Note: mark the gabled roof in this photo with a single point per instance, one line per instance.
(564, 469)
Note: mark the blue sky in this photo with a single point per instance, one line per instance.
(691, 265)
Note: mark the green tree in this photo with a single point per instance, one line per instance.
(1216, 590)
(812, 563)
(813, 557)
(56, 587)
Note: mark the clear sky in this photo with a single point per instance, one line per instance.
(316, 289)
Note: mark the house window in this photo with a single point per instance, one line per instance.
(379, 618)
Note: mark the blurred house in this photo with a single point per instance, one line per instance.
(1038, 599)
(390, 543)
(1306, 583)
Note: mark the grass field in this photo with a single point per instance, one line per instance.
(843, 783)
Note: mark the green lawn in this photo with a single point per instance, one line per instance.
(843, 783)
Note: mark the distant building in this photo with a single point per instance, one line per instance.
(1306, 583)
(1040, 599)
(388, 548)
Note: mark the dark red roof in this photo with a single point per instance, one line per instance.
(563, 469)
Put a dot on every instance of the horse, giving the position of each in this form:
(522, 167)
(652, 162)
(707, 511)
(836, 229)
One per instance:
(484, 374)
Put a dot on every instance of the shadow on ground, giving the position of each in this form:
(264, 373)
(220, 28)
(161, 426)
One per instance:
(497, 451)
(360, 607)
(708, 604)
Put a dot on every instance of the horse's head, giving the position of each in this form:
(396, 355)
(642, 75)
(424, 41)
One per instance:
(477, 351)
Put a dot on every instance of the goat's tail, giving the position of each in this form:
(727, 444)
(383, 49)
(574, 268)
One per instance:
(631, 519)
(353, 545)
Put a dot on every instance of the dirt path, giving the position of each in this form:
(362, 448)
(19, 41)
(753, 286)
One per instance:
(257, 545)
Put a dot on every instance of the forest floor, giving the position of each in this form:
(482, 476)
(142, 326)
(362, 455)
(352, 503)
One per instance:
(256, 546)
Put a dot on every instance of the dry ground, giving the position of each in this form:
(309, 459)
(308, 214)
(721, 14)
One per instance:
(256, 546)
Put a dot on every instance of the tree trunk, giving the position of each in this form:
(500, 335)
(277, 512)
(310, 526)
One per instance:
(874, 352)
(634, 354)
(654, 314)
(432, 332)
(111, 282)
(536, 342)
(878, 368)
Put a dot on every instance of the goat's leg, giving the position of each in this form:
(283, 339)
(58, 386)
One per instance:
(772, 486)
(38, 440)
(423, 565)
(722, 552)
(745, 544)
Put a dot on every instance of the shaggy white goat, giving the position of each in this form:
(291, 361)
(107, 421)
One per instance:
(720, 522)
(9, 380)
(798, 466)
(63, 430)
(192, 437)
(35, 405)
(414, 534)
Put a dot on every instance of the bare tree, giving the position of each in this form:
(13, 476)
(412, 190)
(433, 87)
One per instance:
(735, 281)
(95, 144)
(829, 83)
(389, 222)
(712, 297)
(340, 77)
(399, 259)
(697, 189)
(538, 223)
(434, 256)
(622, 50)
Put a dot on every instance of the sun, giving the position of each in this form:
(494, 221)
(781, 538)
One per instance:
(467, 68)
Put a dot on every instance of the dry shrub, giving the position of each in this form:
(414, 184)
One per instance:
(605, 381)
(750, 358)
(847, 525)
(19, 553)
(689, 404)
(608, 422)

Given request:
Repeat exactly the lines from the one containing "Put a dot on every instance of the forest" through the last line of the records above, both included, and nothing else.

Finished task:
Put a dot on every instance of the forest floor, giving the position of each in this form:
(482, 476)
(142, 326)
(362, 455)
(352, 503)
One per instance:
(256, 546)
Put a dot on every instance of the dry ground, giving the position of each in this form:
(309, 459)
(308, 214)
(721, 14)
One per instance:
(256, 546)
Put a dot on every instance of the tree trunk, giving the position of each in this form:
(500, 335)
(277, 512)
(310, 526)
One per instance:
(874, 352)
(634, 354)
(654, 314)
(432, 332)
(111, 282)
(536, 342)
(878, 368)
Put a dot on every instance of the goat's leg, giving the position of each in this form:
(283, 339)
(58, 386)
One per instance:
(772, 486)
(38, 440)
(423, 565)
(722, 552)
(745, 544)
Put a dot on every instance of the shaggy white goat, giving the position of each in this form:
(291, 361)
(107, 421)
One per instance:
(720, 522)
(9, 380)
(798, 466)
(63, 430)
(192, 437)
(35, 405)
(414, 534)
Put a dot on every instance of the bare tree, giving the position of each in this form:
(13, 476)
(412, 190)
(433, 87)
One per instance:
(735, 281)
(95, 144)
(829, 83)
(389, 222)
(712, 297)
(340, 77)
(399, 259)
(697, 189)
(538, 223)
(434, 256)
(622, 50)
Put a dot on every instance of the sun, giving the position of each in this form:
(494, 221)
(781, 538)
One per instance:
(467, 68)
Put a dot on every instance of the dry shrub, giving the position of each in this form:
(414, 184)
One per instance:
(605, 381)
(750, 358)
(847, 525)
(19, 553)
(689, 404)
(608, 422)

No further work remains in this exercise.